(Records excerpted from a collection)
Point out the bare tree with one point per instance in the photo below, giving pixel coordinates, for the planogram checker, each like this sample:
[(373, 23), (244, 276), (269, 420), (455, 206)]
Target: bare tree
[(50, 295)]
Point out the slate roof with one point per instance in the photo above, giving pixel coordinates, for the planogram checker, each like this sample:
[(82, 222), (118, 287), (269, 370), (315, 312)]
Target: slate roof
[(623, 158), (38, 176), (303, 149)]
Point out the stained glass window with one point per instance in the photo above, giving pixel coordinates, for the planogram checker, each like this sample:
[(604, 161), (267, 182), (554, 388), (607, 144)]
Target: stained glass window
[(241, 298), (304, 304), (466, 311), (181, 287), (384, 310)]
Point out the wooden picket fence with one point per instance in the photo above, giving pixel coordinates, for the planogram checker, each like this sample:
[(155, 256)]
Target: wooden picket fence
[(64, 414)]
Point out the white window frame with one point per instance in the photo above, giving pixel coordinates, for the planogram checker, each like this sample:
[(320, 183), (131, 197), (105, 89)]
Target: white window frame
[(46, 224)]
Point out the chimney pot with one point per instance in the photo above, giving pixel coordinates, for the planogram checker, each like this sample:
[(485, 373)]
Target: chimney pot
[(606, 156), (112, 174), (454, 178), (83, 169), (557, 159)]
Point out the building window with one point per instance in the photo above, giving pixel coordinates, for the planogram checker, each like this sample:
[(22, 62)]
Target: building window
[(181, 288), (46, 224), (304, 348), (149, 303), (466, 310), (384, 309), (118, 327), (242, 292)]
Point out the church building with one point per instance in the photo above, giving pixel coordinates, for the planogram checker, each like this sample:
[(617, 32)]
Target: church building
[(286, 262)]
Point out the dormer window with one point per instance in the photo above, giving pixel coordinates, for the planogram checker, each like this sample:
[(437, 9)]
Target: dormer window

__What you need to do__
No line before the one with "[(617, 32)]" belongs in the answer; copy that line and the rest of the records exactly.

__Solution for this task__
[(617, 32)]
Target: church building
[(286, 262)]
Point out the dormer window with one point per instance in the photo above, giving pixel coordinates, for the planogram checker, each like this sample:
[(437, 9)]
Target: dormer window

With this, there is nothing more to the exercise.